Selected excerpt
++++++++++++++++++++

Friday, 21 October 2011

Organisational Theory - Decision Making and Problem Solving

Harvey et al (2001) presented good, clear practical advice on dealing with problems and making decisions. Their six step approach is easy to relate to and do. The first four steps are crucial.
I enjoyed the words of Clement Stone (1987) who said in an interview, “Even if I have a misfortune, I thank God, then determine how I can turn the disadvantage into an advantage.” This reverse paranoia, as it was known by some of his friends, can be regarded as merely having a positive attitude! Medical research can prove that negative feelings or reactions cause chemicals to be generated that cause anxiety and anger. These chemicals can stop creativity as well as negatively affect the immune system.
A SITNA , a Situation that Needs Attention, shows a more positive outlook than defining a difficult situation as a ‘problem’. The authors describe four useful steps in defining a problem. A solution criteria separates needs from wants. The mind map is a valuable tool for working through the six step process of decision making.
Hough and Paine (1997) outline the reasons to use collaboration in the workplace. Their explanations of different techniques are helpful in evaluating what strategies work. The techniques they describe are: autocratic, bureaucratic, consultative and collegial. They claim that decisions that are made by committees are usually subject to review by an executive committee. Collaborative decision making is strongly associated with teams and teamwork.

++++++++++++++++++++

Using the information
1. According to the decision-making post, which four techniques do Hough and Paine (1997) describe?
2. Reproduce word for word the passage of the decision-making post that begins with the words containing "Friday, 21 October" and ends with "the immune system.".
The listing that comes next has no connection to the decision-making post.

++++++++++++++++++++

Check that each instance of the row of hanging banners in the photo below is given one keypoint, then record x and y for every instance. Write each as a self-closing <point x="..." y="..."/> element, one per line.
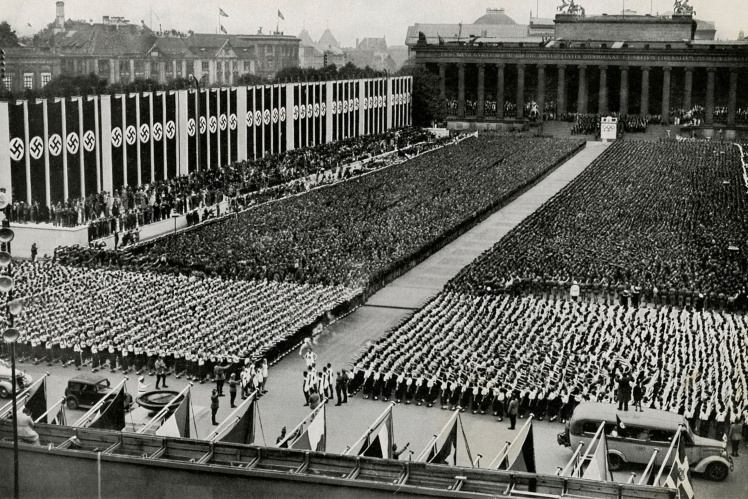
<point x="55" y="149"/>
<point x="176" y="420"/>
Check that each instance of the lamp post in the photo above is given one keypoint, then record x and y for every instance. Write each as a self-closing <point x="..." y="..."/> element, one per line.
<point x="11" y="334"/>
<point x="197" y="121"/>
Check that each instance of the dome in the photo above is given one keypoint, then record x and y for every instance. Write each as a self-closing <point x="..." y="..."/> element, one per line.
<point x="494" y="16"/>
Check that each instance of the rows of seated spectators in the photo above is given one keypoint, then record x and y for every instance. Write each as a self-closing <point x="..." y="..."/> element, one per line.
<point x="669" y="218"/>
<point x="356" y="232"/>
<point x="472" y="352"/>
<point x="155" y="201"/>
<point x="141" y="314"/>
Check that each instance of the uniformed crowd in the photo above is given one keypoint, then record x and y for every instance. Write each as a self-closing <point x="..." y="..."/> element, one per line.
<point x="126" y="320"/>
<point x="473" y="352"/>
<point x="668" y="218"/>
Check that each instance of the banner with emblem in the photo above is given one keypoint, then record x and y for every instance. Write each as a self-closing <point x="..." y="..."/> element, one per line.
<point x="90" y="145"/>
<point x="118" y="142"/>
<point x="223" y="126"/>
<point x="267" y="132"/>
<point x="202" y="128"/>
<point x="170" y="135"/>
<point x="213" y="145"/>
<point x="251" y="128"/>
<point x="37" y="165"/>
<point x="73" y="146"/>
<point x="56" y="150"/>
<point x="157" y="135"/>
<point x="144" y="138"/>
<point x="233" y="124"/>
<point x="17" y="149"/>
<point x="131" y="139"/>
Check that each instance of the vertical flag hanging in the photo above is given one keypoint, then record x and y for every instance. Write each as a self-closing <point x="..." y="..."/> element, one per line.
<point x="132" y="147"/>
<point x="233" y="149"/>
<point x="170" y="134"/>
<point x="157" y="136"/>
<point x="202" y="112"/>
<point x="118" y="143"/>
<point x="90" y="145"/>
<point x="144" y="138"/>
<point x="251" y="128"/>
<point x="17" y="148"/>
<point x="37" y="164"/>
<point x="213" y="144"/>
<point x="56" y="150"/>
<point x="73" y="145"/>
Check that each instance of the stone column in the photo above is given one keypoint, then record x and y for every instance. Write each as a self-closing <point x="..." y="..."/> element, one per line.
<point x="582" y="93"/>
<point x="541" y="89"/>
<point x="461" y="90"/>
<point x="480" y="112"/>
<point x="561" y="92"/>
<point x="623" y="106"/>
<point x="602" y="102"/>
<point x="709" y="112"/>
<point x="645" y="92"/>
<point x="442" y="81"/>
<point x="732" y="98"/>
<point x="666" y="95"/>
<point x="500" y="92"/>
<point x="688" y="90"/>
<point x="520" y="91"/>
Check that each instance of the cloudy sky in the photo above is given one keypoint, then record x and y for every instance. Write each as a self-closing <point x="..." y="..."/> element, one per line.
<point x="347" y="19"/>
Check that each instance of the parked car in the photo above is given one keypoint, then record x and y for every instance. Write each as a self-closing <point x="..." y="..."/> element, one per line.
<point x="23" y="380"/>
<point x="85" y="390"/>
<point x="641" y="434"/>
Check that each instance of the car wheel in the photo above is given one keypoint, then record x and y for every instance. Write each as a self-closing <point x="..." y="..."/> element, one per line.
<point x="717" y="472"/>
<point x="615" y="462"/>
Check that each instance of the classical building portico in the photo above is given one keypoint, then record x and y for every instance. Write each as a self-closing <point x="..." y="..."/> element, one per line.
<point x="639" y="65"/>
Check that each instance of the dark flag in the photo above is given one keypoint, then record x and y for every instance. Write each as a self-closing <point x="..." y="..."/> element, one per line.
<point x="112" y="414"/>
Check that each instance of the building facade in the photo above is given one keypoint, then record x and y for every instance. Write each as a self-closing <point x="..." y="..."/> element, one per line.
<point x="645" y="65"/>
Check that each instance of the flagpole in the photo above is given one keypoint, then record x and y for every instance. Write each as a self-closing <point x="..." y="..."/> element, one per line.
<point x="371" y="428"/>
<point x="436" y="438"/>
<point x="667" y="456"/>
<point x="24" y="393"/>
<point x="87" y="416"/>
<point x="311" y="414"/>
<point x="56" y="406"/>
<point x="232" y="418"/>
<point x="650" y="466"/>
<point x="163" y="411"/>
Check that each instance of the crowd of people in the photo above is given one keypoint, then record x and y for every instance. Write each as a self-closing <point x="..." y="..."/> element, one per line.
<point x="107" y="212"/>
<point x="470" y="352"/>
<point x="357" y="231"/>
<point x="669" y="218"/>
<point x="125" y="320"/>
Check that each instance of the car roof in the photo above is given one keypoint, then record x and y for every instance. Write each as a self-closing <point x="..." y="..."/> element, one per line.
<point x="88" y="378"/>
<point x="607" y="412"/>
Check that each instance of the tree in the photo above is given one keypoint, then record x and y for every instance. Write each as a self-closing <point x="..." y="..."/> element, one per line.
<point x="8" y="37"/>
<point x="427" y="106"/>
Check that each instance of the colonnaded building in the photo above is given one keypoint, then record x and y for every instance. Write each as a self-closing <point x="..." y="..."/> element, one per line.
<point x="655" y="66"/>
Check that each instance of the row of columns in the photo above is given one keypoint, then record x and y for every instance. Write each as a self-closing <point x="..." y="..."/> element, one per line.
<point x="582" y="97"/>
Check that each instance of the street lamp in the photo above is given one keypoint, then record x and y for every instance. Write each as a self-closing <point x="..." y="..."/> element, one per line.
<point x="197" y="121"/>
<point x="11" y="334"/>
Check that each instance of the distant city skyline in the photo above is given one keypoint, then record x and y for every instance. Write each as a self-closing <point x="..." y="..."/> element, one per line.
<point x="348" y="20"/>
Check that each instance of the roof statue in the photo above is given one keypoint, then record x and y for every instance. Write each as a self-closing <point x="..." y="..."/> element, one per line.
<point x="571" y="8"/>
<point x="682" y="7"/>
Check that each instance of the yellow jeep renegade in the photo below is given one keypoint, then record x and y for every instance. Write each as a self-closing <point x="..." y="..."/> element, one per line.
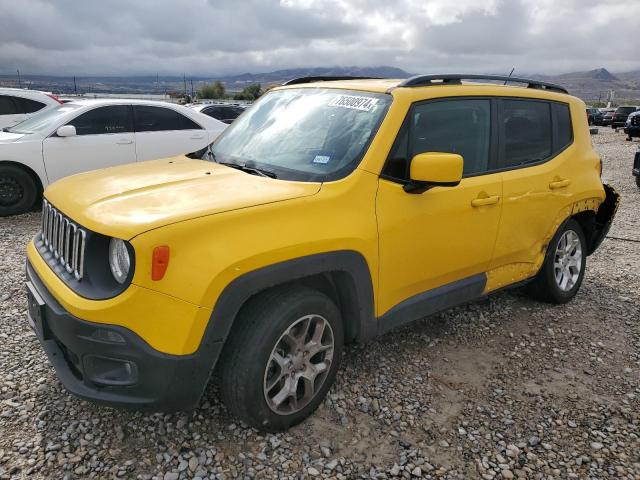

++++++++++++++++++++

Your written answers
1. Autocratic, bureaucratic, consultative and collegial.

2.
Friday, 21 October 2011

Organisational Theory - Decision Making and Problem Solving

Harvey et al (2001) presented good, clear practical advice on dealing with problems and making decisions. Their six step approach is easy to relate to and do. The first four steps are crucial.
I enjoyed the words of Clement Stone (1987) who said in an interview, “Even if I have a misfortune, I thank God, then determine how I can turn the disadvantage into an advantage.” This reverse paranoia, as it was known by some of his friends, can be regarded as merely having a positive attitude! Medical research can prove that negative feelings or reactions cause chemicals to be generated that cause anxiety and anger. These chemicals can stop creativity as well as negatively affect the immune system.